== Task requirements ==
From the line containing "Target: pale blue sky" to the end of the listing, write out every line exactly; leave out everything else.

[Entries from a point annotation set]
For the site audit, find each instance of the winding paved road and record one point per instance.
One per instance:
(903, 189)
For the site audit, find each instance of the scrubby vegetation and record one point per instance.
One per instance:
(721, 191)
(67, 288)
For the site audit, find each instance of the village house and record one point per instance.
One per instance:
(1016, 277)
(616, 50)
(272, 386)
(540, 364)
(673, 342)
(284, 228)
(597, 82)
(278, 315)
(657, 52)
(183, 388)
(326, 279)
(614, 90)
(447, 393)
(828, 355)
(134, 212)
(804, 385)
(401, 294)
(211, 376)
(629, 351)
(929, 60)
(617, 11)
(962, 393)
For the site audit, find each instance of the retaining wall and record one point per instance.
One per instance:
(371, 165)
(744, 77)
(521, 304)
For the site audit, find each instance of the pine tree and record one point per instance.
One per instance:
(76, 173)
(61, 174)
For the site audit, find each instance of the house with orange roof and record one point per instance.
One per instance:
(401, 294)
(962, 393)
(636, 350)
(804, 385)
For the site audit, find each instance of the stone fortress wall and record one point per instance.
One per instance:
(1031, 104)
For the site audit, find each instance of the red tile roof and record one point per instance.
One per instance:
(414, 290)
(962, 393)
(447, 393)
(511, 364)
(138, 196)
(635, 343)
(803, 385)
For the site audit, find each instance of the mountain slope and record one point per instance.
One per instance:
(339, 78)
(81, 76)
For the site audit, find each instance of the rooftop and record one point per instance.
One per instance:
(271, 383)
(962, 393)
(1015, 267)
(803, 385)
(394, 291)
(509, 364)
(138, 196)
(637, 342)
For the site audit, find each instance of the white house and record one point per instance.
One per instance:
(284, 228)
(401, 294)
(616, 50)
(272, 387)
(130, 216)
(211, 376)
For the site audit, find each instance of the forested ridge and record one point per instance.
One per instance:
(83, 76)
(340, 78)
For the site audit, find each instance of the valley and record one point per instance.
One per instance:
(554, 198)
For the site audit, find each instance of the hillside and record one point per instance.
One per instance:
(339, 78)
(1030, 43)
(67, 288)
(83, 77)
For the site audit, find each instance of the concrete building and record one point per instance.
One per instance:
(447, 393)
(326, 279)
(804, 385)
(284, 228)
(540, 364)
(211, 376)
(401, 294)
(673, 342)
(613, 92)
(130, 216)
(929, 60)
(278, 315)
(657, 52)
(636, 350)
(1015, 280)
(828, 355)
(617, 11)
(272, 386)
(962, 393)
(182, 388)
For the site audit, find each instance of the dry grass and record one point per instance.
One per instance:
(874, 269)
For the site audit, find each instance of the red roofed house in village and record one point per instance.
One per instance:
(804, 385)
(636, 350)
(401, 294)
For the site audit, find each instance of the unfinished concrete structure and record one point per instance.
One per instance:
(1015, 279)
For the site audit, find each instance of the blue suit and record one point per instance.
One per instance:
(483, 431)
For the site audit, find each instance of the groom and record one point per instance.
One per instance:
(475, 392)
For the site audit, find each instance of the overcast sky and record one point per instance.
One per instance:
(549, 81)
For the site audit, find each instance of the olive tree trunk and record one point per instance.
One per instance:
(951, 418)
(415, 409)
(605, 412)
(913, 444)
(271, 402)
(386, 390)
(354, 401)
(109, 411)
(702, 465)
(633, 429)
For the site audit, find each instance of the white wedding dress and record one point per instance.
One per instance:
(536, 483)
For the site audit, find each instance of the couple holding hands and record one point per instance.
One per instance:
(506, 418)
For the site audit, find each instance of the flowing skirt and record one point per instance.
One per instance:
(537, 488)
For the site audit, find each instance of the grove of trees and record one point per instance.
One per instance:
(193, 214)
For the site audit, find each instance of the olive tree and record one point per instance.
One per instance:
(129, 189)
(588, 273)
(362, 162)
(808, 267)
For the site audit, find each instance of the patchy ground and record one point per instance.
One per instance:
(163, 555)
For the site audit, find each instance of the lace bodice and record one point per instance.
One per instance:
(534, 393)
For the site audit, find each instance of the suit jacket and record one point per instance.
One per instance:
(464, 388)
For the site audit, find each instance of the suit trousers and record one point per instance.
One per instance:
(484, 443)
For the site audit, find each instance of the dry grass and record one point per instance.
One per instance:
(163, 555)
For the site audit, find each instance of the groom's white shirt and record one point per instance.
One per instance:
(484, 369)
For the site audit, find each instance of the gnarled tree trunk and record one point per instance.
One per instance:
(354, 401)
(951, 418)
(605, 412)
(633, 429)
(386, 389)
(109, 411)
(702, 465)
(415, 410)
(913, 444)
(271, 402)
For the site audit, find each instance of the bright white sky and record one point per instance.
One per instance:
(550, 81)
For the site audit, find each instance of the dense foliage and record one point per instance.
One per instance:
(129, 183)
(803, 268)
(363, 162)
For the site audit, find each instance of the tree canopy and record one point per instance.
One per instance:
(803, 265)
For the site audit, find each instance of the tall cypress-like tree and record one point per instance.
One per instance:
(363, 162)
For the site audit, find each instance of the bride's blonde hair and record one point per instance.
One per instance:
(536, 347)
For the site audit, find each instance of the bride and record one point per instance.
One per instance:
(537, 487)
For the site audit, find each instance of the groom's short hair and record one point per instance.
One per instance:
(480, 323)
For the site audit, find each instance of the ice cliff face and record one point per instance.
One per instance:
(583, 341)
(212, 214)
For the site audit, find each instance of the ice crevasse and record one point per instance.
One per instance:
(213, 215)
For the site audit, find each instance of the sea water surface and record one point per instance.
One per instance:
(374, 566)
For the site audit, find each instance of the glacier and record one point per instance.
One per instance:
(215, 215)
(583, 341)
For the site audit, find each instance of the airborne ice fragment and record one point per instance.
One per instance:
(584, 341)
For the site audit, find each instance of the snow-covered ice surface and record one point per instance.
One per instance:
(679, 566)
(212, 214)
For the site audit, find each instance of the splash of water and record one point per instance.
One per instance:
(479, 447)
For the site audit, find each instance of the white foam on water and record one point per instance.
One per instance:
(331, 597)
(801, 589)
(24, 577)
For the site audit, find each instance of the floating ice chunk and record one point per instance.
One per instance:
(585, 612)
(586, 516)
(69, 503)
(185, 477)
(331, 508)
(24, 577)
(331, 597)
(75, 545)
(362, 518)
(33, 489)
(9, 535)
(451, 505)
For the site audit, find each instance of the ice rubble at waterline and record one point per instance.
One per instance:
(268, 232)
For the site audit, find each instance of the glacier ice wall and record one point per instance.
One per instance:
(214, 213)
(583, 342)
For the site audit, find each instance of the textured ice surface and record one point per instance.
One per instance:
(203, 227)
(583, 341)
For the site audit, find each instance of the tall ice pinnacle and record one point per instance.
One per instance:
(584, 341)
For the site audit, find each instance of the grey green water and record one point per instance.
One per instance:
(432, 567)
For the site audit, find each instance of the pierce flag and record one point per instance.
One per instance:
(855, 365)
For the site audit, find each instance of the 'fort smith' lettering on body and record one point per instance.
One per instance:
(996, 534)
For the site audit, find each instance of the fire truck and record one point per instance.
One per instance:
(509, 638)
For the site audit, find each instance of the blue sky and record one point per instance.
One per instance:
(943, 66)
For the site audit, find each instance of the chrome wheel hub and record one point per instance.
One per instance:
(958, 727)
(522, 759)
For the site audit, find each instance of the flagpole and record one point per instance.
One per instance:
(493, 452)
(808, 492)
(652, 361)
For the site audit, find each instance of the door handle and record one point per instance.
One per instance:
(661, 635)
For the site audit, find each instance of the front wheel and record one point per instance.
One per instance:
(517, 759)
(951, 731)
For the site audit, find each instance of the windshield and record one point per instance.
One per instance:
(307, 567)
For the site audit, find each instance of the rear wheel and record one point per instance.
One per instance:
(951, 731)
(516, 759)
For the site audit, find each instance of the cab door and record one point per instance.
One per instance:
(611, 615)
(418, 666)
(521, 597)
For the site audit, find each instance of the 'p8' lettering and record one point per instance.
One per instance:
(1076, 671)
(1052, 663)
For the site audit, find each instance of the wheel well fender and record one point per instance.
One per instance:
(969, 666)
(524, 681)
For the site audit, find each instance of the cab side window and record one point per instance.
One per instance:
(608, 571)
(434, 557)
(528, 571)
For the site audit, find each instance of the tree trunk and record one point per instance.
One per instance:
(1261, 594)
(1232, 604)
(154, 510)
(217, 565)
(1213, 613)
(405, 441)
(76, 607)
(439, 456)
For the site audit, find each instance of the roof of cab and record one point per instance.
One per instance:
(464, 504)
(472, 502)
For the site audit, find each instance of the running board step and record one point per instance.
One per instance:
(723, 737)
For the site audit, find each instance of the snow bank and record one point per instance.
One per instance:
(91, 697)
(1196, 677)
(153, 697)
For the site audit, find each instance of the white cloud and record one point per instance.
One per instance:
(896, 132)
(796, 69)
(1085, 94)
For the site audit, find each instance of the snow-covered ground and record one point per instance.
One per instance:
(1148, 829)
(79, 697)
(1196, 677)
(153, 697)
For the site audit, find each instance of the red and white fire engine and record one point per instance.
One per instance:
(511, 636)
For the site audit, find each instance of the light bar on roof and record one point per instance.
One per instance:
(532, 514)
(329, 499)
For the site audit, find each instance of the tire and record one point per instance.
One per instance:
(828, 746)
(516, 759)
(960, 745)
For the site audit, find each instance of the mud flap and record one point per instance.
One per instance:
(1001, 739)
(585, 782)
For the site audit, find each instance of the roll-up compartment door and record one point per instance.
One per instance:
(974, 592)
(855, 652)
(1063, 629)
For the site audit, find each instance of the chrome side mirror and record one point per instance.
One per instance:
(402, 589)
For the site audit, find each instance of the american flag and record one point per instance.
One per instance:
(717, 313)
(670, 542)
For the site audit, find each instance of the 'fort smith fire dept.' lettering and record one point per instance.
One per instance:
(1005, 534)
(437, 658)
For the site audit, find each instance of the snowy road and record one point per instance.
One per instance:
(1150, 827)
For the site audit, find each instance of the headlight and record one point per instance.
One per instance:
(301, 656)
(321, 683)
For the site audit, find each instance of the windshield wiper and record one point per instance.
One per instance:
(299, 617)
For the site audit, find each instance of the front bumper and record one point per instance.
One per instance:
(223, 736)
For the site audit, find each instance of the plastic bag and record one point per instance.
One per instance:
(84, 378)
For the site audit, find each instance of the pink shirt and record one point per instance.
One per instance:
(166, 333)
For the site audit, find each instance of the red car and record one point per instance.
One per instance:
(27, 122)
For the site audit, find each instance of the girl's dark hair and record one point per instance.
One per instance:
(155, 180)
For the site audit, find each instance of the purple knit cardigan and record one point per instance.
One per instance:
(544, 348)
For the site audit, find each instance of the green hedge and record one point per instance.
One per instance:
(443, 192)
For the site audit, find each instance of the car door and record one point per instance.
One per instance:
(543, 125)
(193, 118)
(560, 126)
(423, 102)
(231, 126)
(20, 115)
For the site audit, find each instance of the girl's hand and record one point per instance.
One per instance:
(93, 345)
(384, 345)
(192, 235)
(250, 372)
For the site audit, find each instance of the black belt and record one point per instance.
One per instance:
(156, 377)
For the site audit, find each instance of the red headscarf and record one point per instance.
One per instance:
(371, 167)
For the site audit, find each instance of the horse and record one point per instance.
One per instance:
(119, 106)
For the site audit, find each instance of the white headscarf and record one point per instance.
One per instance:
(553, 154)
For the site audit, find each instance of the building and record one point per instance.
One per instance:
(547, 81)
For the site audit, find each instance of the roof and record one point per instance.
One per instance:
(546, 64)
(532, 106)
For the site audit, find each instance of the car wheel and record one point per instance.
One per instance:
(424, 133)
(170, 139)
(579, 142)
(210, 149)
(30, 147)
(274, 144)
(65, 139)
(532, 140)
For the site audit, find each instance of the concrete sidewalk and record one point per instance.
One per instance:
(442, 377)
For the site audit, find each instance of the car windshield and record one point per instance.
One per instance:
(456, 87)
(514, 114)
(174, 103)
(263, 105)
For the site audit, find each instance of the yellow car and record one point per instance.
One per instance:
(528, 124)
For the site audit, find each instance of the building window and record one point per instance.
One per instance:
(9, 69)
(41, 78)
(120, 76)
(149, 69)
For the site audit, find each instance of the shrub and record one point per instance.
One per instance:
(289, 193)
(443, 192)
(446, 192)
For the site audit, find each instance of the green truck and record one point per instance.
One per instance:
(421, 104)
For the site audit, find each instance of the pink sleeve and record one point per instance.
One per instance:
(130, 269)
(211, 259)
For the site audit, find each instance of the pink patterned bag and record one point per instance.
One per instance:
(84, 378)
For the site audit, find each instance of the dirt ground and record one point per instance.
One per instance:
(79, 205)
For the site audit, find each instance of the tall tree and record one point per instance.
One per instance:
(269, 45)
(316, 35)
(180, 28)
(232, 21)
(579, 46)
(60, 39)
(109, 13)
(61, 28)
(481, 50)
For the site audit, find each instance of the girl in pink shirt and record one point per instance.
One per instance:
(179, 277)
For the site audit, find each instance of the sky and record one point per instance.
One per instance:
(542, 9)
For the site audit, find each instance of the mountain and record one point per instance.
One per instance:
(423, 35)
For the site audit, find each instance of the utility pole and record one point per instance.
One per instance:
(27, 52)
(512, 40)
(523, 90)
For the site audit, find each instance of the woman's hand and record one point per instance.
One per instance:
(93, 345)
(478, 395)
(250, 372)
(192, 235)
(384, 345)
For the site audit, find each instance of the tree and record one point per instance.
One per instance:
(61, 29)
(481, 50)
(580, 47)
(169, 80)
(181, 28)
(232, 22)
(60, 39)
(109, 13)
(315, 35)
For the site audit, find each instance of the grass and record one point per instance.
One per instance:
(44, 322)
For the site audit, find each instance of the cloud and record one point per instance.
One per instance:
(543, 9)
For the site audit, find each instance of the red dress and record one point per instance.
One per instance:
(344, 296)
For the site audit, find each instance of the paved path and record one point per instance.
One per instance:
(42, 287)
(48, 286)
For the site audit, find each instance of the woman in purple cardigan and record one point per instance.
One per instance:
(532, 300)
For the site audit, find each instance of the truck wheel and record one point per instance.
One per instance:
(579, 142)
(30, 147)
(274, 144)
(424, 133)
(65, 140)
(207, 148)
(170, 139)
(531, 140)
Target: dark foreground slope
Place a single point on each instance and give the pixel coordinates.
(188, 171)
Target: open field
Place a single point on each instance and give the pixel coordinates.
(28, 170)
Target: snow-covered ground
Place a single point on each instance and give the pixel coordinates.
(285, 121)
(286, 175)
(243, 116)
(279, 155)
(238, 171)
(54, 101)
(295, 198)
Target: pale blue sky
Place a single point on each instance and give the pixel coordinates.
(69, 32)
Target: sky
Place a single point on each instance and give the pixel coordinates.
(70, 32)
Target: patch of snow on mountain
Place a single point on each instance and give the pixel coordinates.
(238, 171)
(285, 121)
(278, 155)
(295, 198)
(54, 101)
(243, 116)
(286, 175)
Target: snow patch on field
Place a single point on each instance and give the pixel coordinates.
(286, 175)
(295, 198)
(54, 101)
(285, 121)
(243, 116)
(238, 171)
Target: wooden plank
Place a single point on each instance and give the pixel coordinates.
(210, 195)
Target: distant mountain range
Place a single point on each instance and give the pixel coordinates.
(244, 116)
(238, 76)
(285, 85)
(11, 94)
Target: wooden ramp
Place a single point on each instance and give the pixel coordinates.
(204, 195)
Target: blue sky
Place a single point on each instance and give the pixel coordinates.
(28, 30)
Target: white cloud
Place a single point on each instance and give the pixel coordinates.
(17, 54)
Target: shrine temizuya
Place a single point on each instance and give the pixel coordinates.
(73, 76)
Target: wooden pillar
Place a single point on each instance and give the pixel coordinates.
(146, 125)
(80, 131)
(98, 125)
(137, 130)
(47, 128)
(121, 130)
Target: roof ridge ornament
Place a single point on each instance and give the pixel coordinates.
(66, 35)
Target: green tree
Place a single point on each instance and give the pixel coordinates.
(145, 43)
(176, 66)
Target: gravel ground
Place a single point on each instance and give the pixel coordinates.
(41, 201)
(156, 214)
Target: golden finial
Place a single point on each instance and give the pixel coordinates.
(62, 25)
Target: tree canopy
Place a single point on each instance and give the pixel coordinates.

== Written solution ==
Target: pale blue sky
Place a single point on each instance and give the pixel coordinates.
(69, 32)
Target: sky
Place a single point on each instance and give the pixel coordinates.
(70, 32)
Target: patch of snow on mountain
Place a single point on each instance and give the pixel coordinates.
(238, 171)
(285, 121)
(278, 155)
(295, 198)
(54, 101)
(243, 116)
(286, 175)
Target: snow patch on field
Place a single point on each instance and give the pixel coordinates.
(286, 175)
(295, 198)
(54, 101)
(285, 121)
(243, 116)
(238, 171)
Target: wooden plank
Place a single point on each instance and give the pixel coordinates.
(210, 195)
Target: distant mountain range
Place a single point on each instance and give the pixel coordinates.
(244, 116)
(238, 76)
(285, 85)
(11, 94)
Target: wooden ramp
Place a single point on each instance and give the pixel coordinates.
(204, 195)
Target: blue sky
Place a single point on each instance and give the pixel coordinates.
(28, 30)
Target: white cloud
Place a single point on each instance and give the pixel coordinates.
(17, 54)
Target: shrine temizuya
Place a single point on each instance and give the pixel coordinates.
(73, 76)
Target: wooden pillar
Place a single point on each instance and give the pixel coordinates.
(146, 125)
(80, 131)
(98, 125)
(137, 130)
(47, 128)
(121, 130)
Target: roof ridge ornament
Place a single point on each instance and give the pixel coordinates.
(66, 35)
Target: green tree
Place a single point on each instance and give the pixel coordinates.
(145, 43)
(176, 66)
Target: gravel ground
Place a single point on each instance and give the pixel coordinates.
(41, 201)
(156, 214)
Target: golden finial
Place a single point on each instance and give the pixel coordinates.
(62, 25)
Target: tree canopy
Place a single point on each instance and give the pixel coordinates.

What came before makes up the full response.